» Problem details: Copy out word for word the lines in the data items below, from the line containing "korean flag's black" through the final line.

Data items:
* * *

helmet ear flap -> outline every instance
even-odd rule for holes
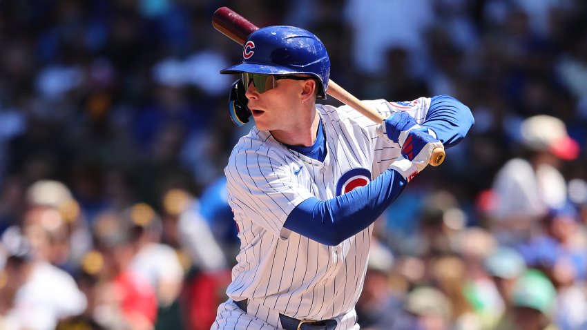
[[[251,110],[247,106],[249,99],[244,95],[245,90],[242,81],[238,79],[233,83],[229,95],[229,113],[232,122],[238,126],[248,123],[251,115]]]

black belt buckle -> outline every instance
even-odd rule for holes
[[[307,324],[309,327],[303,327],[304,324]],[[298,329],[296,330],[327,330],[326,323],[322,321],[307,321],[302,320],[300,323],[298,323]]]
[[[247,307],[249,304],[248,300],[234,301],[234,303],[247,313]],[[283,314],[279,314],[279,318],[282,327],[286,330],[334,330],[337,325],[336,320],[323,321],[297,320]]]
[[[297,320],[283,314],[279,314],[279,318],[285,330],[334,330],[338,324],[336,320]]]

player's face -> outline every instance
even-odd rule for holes
[[[245,96],[247,106],[255,119],[255,125],[260,130],[288,130],[297,127],[296,113],[301,104],[300,95],[305,81],[310,77],[267,79],[263,93],[257,89],[254,80],[249,80]],[[302,79],[299,79],[302,78]],[[245,82],[246,84],[246,82]],[[267,87],[270,86],[270,88]]]

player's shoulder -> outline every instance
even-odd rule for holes
[[[385,99],[363,100],[361,101],[374,108],[385,117],[387,117],[385,116],[386,114],[390,113],[389,102]],[[365,115],[347,105],[334,106],[327,104],[316,104],[316,109],[322,113],[327,122],[340,122],[359,124],[360,126],[370,126],[373,124]]]
[[[282,148],[269,132],[253,127],[235,144],[229,157],[229,165],[231,163],[243,164],[250,160],[251,157],[254,157],[256,162],[278,157]]]

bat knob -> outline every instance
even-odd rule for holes
[[[432,151],[432,155],[430,156],[430,165],[438,166],[444,162],[445,157],[446,153],[444,151],[444,148],[436,148]]]

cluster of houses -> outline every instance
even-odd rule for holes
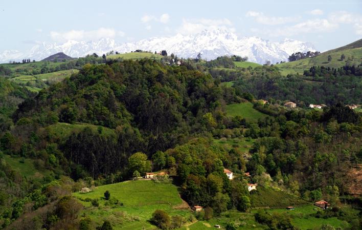
[[[317,109],[322,109],[324,107],[326,107],[327,106],[325,104],[309,104],[309,108],[317,108]]]
[[[229,180],[232,180],[234,179],[234,173],[231,171],[230,170],[228,170],[228,169],[224,169],[224,173],[226,174],[226,175],[228,176],[228,178],[229,178]],[[244,175],[247,177],[250,177],[250,173],[245,173],[244,174]],[[252,190],[256,190],[256,187],[257,186],[258,186],[257,183],[255,184],[251,184],[251,183],[248,183],[247,184],[247,190],[250,192]],[[194,205],[192,207],[191,207],[191,209],[195,212],[200,212],[203,209],[203,207],[202,206],[199,206],[199,205]],[[218,228],[216,226],[215,227]],[[219,227],[218,227],[219,228]]]
[[[168,174],[165,172],[159,172],[155,173],[146,173],[144,176],[145,179],[152,179],[156,176],[168,176]]]
[[[297,104],[292,101],[288,101],[287,102],[284,103],[284,106],[287,108],[296,108]]]
[[[352,104],[347,104],[346,106],[347,106],[349,108],[351,109],[351,110],[355,110],[358,107],[360,106],[360,105]]]

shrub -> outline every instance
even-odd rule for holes
[[[108,190],[105,191],[105,192],[104,193],[104,198],[107,200],[108,200],[110,198],[110,193],[109,193],[109,191],[108,191]]]
[[[161,229],[167,229],[171,224],[170,216],[163,210],[157,210],[152,214],[151,222]]]
[[[92,200],[92,205],[94,207],[98,207],[99,206],[99,203],[98,203],[98,199],[93,199]]]

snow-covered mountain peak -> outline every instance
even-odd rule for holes
[[[247,56],[249,60],[260,64],[266,60],[272,63],[285,61],[296,52],[315,51],[309,43],[289,38],[274,42],[256,36],[239,38],[230,30],[218,28],[205,29],[194,34],[178,33],[172,36],[153,37],[126,43],[118,43],[110,38],[90,41],[69,40],[62,44],[43,43],[34,46],[27,52],[6,51],[0,53],[0,61],[18,61],[23,58],[41,60],[60,52],[78,57],[93,53],[102,55],[111,50],[125,53],[137,49],[152,52],[166,50],[168,53],[173,53],[184,58],[194,58],[201,53],[202,58],[208,60],[225,55]]]

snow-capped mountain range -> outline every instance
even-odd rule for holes
[[[133,43],[119,43],[104,38],[98,41],[69,40],[63,44],[56,43],[36,45],[30,51],[17,50],[0,53],[0,62],[18,61],[24,58],[41,60],[51,55],[62,52],[73,57],[82,57],[96,53],[102,55],[111,50],[120,53],[137,49],[159,52],[166,50],[179,57],[196,57],[200,52],[203,59],[211,60],[223,55],[247,56],[250,61],[264,64],[266,60],[275,63],[285,61],[296,52],[315,51],[309,43],[286,38],[281,42],[273,42],[257,37],[239,38],[227,30],[204,30],[192,35],[177,34],[173,36],[150,37]]]

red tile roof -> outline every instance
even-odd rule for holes
[[[233,173],[233,172],[227,169],[224,169],[224,173]]]
[[[328,204],[328,202],[327,202],[327,201],[324,201],[324,200],[320,200],[319,201],[317,201],[317,202],[316,202],[314,203],[315,203],[315,204]]]
[[[202,206],[198,206],[198,205],[194,205],[194,207],[195,208],[202,208]]]

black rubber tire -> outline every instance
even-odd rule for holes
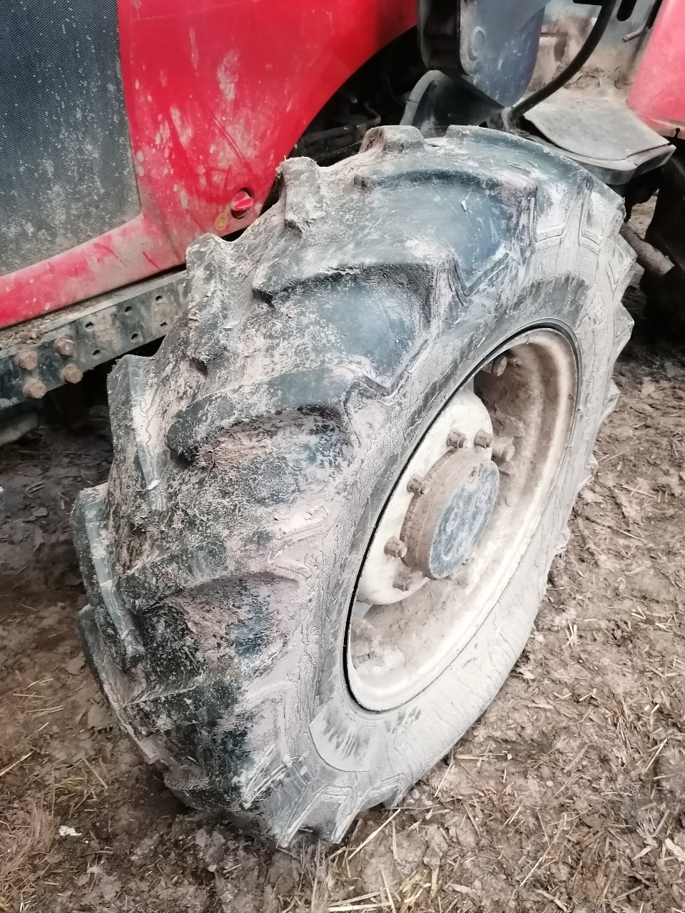
[[[186,313],[113,371],[110,480],[74,522],[85,648],[121,725],[185,802],[285,845],[395,802],[505,680],[616,399],[632,256],[612,191],[504,133],[378,128],[281,180],[239,240],[193,245]],[[579,358],[543,519],[452,665],[368,712],[343,657],[375,518],[459,379],[539,325]]]

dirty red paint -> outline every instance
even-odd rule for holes
[[[415,0],[120,0],[119,19],[142,211],[0,278],[0,327],[176,266],[204,232],[244,228],[313,116],[415,24],[416,9]],[[234,207],[236,218],[243,190],[254,205]]]
[[[640,60],[628,105],[652,130],[685,130],[685,3],[664,0]]]

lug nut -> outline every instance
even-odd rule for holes
[[[404,558],[406,554],[406,546],[401,539],[395,539],[395,536],[391,536],[387,542],[385,542],[383,551],[386,555],[391,555],[393,558]]]
[[[492,445],[492,435],[489,435],[487,431],[477,431],[473,436],[473,443],[477,447],[489,447]]]
[[[38,356],[32,349],[22,349],[15,356],[15,362],[22,371],[36,371],[38,366]]]
[[[514,458],[515,453],[512,437],[496,437],[492,442],[492,458],[498,463],[509,463]]]
[[[58,336],[53,345],[58,355],[65,355],[67,358],[76,351],[74,341],[69,336]]]
[[[501,377],[507,370],[507,363],[506,355],[498,355],[497,358],[493,358],[488,364],[484,364],[482,370],[486,374],[494,374],[495,377]]]
[[[412,476],[406,483],[406,490],[415,495],[425,495],[428,490],[428,483],[423,476]]]
[[[395,577],[393,582],[393,586],[395,590],[401,590],[403,593],[406,593],[411,590],[412,587],[412,575],[409,571],[406,571],[401,573],[398,577]]]
[[[468,440],[466,435],[462,435],[460,431],[453,430],[448,435],[448,446],[452,447],[453,450],[459,450],[466,446]]]
[[[47,387],[42,381],[37,380],[36,377],[30,381],[26,381],[24,384],[24,395],[28,396],[30,399],[43,399],[47,393]]]
[[[83,378],[83,372],[78,364],[68,364],[62,371],[62,380],[67,383],[78,383]]]

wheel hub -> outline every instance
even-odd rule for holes
[[[363,707],[405,703],[476,635],[551,503],[576,391],[565,337],[524,331],[427,424],[378,516],[352,603],[346,673]]]
[[[423,494],[415,494],[402,525],[402,559],[425,577],[441,580],[469,557],[497,500],[500,473],[487,455],[453,450],[435,464]]]
[[[472,390],[458,391],[395,486],[369,546],[357,599],[391,604],[458,571],[495,506],[492,424]]]

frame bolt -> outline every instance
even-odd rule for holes
[[[489,447],[492,446],[492,435],[489,435],[487,431],[477,431],[473,436],[473,443],[477,447]]]
[[[78,364],[68,364],[62,371],[62,380],[67,383],[78,383],[83,377],[83,372]]]
[[[58,355],[73,355],[76,351],[74,341],[70,336],[58,336],[54,342],[55,352]]]
[[[515,453],[512,437],[496,437],[492,442],[492,458],[498,463],[509,463],[514,458]]]
[[[406,554],[406,546],[401,539],[391,536],[387,542],[385,542],[383,551],[386,555],[391,555],[393,558],[404,558]]]
[[[43,399],[47,393],[47,387],[37,378],[33,377],[24,384],[24,395],[30,399]]]
[[[15,356],[15,362],[22,371],[36,371],[38,366],[38,356],[32,349],[22,349]]]
[[[423,476],[412,476],[406,483],[406,490],[415,495],[425,495],[428,490],[428,483]]]
[[[460,431],[453,429],[448,435],[448,446],[452,447],[453,450],[459,450],[461,447],[466,446],[466,442],[468,437],[466,435],[462,435]]]

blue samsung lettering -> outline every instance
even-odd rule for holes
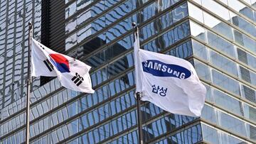
[[[166,64],[159,60],[148,60],[142,62],[143,71],[157,77],[173,77],[187,79],[191,72],[180,65]]]

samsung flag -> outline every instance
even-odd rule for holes
[[[89,74],[89,65],[55,52],[33,38],[31,63],[33,77],[58,77],[61,84],[66,88],[94,93]]]
[[[200,116],[206,89],[193,65],[171,55],[137,51],[135,46],[136,41],[136,92],[142,93],[142,100],[173,113]]]

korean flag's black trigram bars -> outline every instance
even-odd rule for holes
[[[78,74],[78,72],[75,72],[75,76],[74,76],[71,80],[74,82],[75,84],[78,87],[80,84],[82,84],[82,81],[84,80],[83,77],[81,77]]]
[[[43,62],[46,64],[47,68],[48,68],[50,72],[53,70],[53,65],[50,62],[50,61],[48,59],[43,60]]]

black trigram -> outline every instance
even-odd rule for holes
[[[82,77],[80,75],[78,74],[78,72],[75,72],[75,76],[74,76],[71,80],[74,82],[75,84],[77,84],[78,87],[80,84],[82,84],[83,81],[83,77]]]
[[[48,59],[43,60],[43,63],[46,64],[47,68],[48,68],[50,72],[53,70],[53,65],[50,63],[50,62]]]

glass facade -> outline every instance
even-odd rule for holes
[[[26,26],[33,22],[40,40],[41,1],[0,6],[0,143],[21,143]],[[207,88],[201,118],[143,102],[145,143],[256,143],[255,0],[65,0],[65,53],[92,66],[95,93],[34,79],[31,143],[138,143],[132,22],[142,48],[186,59]]]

* * *

» Solution to the exercise:
korean flag's black trigram bars -> outline every instance
even-odd rule for holes
[[[78,74],[78,72],[75,72],[75,76],[74,76],[71,80],[74,82],[75,84],[78,87],[80,84],[82,84],[82,81],[84,80],[83,77],[81,77]]]
[[[43,62],[46,64],[47,68],[48,68],[50,72],[53,70],[53,65],[50,62],[50,61],[48,59],[43,60]]]

black trigram -> outline every instance
even-odd rule for holes
[[[82,77],[80,75],[78,74],[78,72],[75,72],[75,76],[74,76],[71,80],[74,82],[75,84],[77,84],[78,87],[80,84],[82,84],[83,81],[83,77]]]
[[[48,59],[43,60],[43,63],[46,64],[47,68],[48,68],[50,72],[53,70],[53,65],[50,63],[50,62]]]

glass facade -> outline every instance
even-odd rule for holes
[[[26,26],[33,22],[40,40],[41,1],[0,6],[0,143],[21,143]],[[207,88],[201,118],[143,102],[145,143],[256,143],[255,0],[65,0],[65,53],[92,66],[95,93],[34,79],[31,143],[138,143],[132,22],[142,48],[186,59]]]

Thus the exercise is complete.